AUFGABENSTELLUNG 1:
Übersetze den folgenden Satz aus dem Forenthread zur PHP-Erweiterung unten ins Englische: „Abgesehen davon gibt es XAMPP nicht nur für Windows.“

======== VORGEGEBENER TEXT ========

Hast du nach der Aktivierung der Extension auch deinen Webserver neugestartet?
Was sagt [phpf]phpinfo[/phpf]? Ist die Extension aktiv?
Gibt es vielleicht mehr als eine php.ini auf deinem Rechner und du hast die falsche bearbeitet?


----------



## Darkhell (30. Dezember 2007)

Das hab ich schon alles durchgecheckt - nichts.

//edit: Moment mal: Woran erkenne ich, in phpinfo(); dass die extension aktiv ist?


----------



## Flex (30. Dezember 2007)

Darkhell hat gesagt.:


> Das hab ich schon alles durchgecheckt - nichts.
> 
> //edit: Moment mal: Woran erkenne ich, in phpinfo(); dass die extension aktiv ist?



Eintrag aus der php.ini auskommentiert, Apache neugestartet und Extension läuft.
Bei phpinfo sollte dann ein Eintrag für id3 kommen, das ungefähr so aussieht:
id3 support	enabled
Supported versions 	v1.0, v1.1, v2.2+ (partly)

Benutzt du XAMPP? Oder läuft das ganze unter Linux?


----------



## Dr Dau (1. Januar 2008)

Da er ja eine *.dll eingebunden hat, dürfte er wohl Windows benutzen. 
Abgesehen davon gibt es XAMPP nicht nur für Windows.

Da ja so ziemlich jeder Windowsuser XAMPP installiert, vermute ich es bei dir auch mal.

======== EINGABEZEILEN ========

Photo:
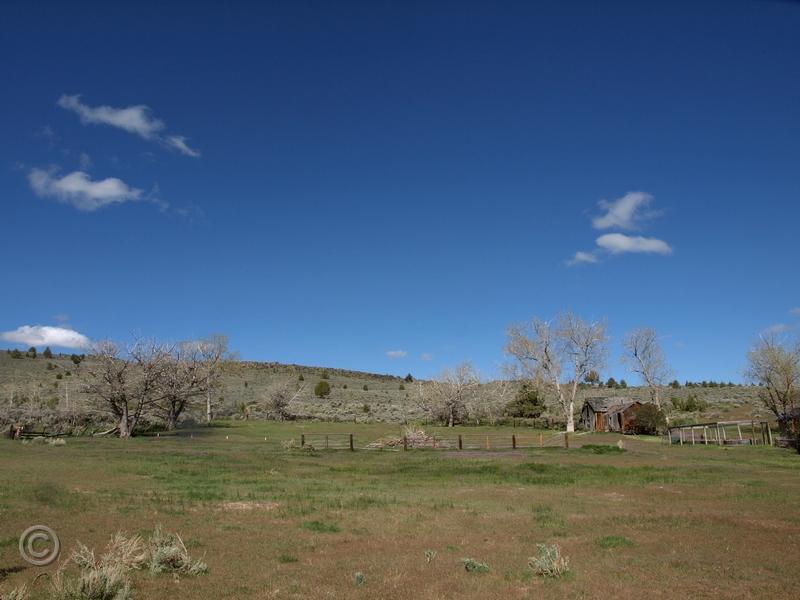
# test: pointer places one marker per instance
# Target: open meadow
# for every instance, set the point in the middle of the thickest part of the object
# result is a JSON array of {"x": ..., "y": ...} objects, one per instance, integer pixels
[{"x": 271, "y": 522}]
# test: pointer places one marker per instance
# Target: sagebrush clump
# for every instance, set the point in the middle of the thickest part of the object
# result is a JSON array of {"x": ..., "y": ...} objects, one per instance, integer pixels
[{"x": 549, "y": 562}]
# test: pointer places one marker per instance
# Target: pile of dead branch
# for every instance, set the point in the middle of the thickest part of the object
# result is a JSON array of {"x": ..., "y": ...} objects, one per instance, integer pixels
[{"x": 411, "y": 438}]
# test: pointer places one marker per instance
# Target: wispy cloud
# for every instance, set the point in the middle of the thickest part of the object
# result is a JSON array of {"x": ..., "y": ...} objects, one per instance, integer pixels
[
  {"x": 618, "y": 243},
  {"x": 628, "y": 212},
  {"x": 44, "y": 335},
  {"x": 79, "y": 190},
  {"x": 582, "y": 258},
  {"x": 133, "y": 119},
  {"x": 775, "y": 329},
  {"x": 136, "y": 119},
  {"x": 179, "y": 143}
]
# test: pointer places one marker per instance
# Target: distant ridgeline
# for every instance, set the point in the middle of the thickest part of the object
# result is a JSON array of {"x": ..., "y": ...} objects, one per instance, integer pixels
[{"x": 48, "y": 388}]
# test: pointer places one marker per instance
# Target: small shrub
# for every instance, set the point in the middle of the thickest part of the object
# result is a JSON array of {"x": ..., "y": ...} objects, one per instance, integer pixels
[
  {"x": 527, "y": 403},
  {"x": 287, "y": 558},
  {"x": 168, "y": 554},
  {"x": 322, "y": 389},
  {"x": 109, "y": 582},
  {"x": 549, "y": 562},
  {"x": 614, "y": 541},
  {"x": 18, "y": 593},
  {"x": 473, "y": 566}
]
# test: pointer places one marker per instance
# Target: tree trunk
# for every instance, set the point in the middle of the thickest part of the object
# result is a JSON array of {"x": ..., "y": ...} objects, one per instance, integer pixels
[
  {"x": 171, "y": 419},
  {"x": 571, "y": 417},
  {"x": 124, "y": 425}
]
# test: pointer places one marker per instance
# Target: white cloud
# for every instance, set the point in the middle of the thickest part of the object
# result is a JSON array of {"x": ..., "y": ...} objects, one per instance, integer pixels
[
  {"x": 80, "y": 191},
  {"x": 135, "y": 119},
  {"x": 581, "y": 257},
  {"x": 179, "y": 143},
  {"x": 776, "y": 328},
  {"x": 627, "y": 212},
  {"x": 618, "y": 243},
  {"x": 43, "y": 335}
]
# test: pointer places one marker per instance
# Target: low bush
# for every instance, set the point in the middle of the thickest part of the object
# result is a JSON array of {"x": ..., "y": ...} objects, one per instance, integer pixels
[
  {"x": 322, "y": 389},
  {"x": 549, "y": 562},
  {"x": 473, "y": 566}
]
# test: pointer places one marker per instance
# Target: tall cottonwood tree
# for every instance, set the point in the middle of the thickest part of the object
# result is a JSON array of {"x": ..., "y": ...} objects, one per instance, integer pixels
[
  {"x": 558, "y": 357},
  {"x": 127, "y": 386},
  {"x": 449, "y": 395},
  {"x": 775, "y": 367},
  {"x": 644, "y": 356}
]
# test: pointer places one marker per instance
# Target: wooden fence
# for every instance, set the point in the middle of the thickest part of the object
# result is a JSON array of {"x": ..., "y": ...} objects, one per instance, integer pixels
[
  {"x": 464, "y": 441},
  {"x": 723, "y": 433}
]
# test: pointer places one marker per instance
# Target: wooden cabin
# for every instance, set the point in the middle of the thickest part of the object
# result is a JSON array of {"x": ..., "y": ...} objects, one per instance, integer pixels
[{"x": 614, "y": 413}]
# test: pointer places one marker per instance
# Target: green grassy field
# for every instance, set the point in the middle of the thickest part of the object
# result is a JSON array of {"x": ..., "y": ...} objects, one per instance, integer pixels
[{"x": 651, "y": 520}]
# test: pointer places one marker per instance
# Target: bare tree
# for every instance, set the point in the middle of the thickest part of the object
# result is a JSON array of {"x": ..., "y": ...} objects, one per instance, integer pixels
[
  {"x": 490, "y": 400},
  {"x": 127, "y": 386},
  {"x": 212, "y": 350},
  {"x": 775, "y": 367},
  {"x": 449, "y": 395},
  {"x": 542, "y": 353},
  {"x": 643, "y": 356},
  {"x": 184, "y": 378}
]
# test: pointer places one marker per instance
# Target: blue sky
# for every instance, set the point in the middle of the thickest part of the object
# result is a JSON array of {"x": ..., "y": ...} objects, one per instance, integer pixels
[{"x": 329, "y": 182}]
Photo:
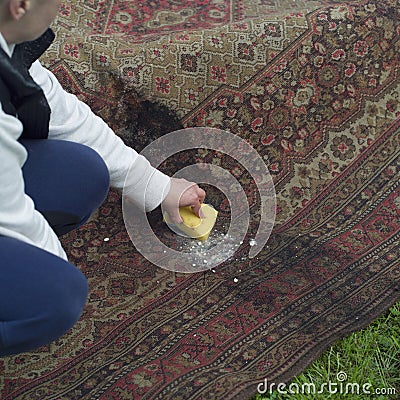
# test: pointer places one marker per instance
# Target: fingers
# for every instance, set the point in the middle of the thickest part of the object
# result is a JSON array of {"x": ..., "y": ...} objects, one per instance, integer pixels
[{"x": 182, "y": 194}]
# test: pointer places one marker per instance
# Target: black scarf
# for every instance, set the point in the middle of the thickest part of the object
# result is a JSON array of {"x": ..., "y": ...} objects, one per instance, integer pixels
[{"x": 20, "y": 95}]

========

AUFGABENSTELLUNG 2:
Ziehe aus den Zeilen oben jede heraus, die die Zeichenfolge „cloud“ enthält, wobei Groß- und Kleinschreibung zu beachten ist.

SCHRIFTLICHE LÖSUNG 1:
Apart from that, XAMPP isn't only available for Windows.

SCHRIFTLICHE LÖSUNG 2:
# Target: wispy cloud
# Target: white cloud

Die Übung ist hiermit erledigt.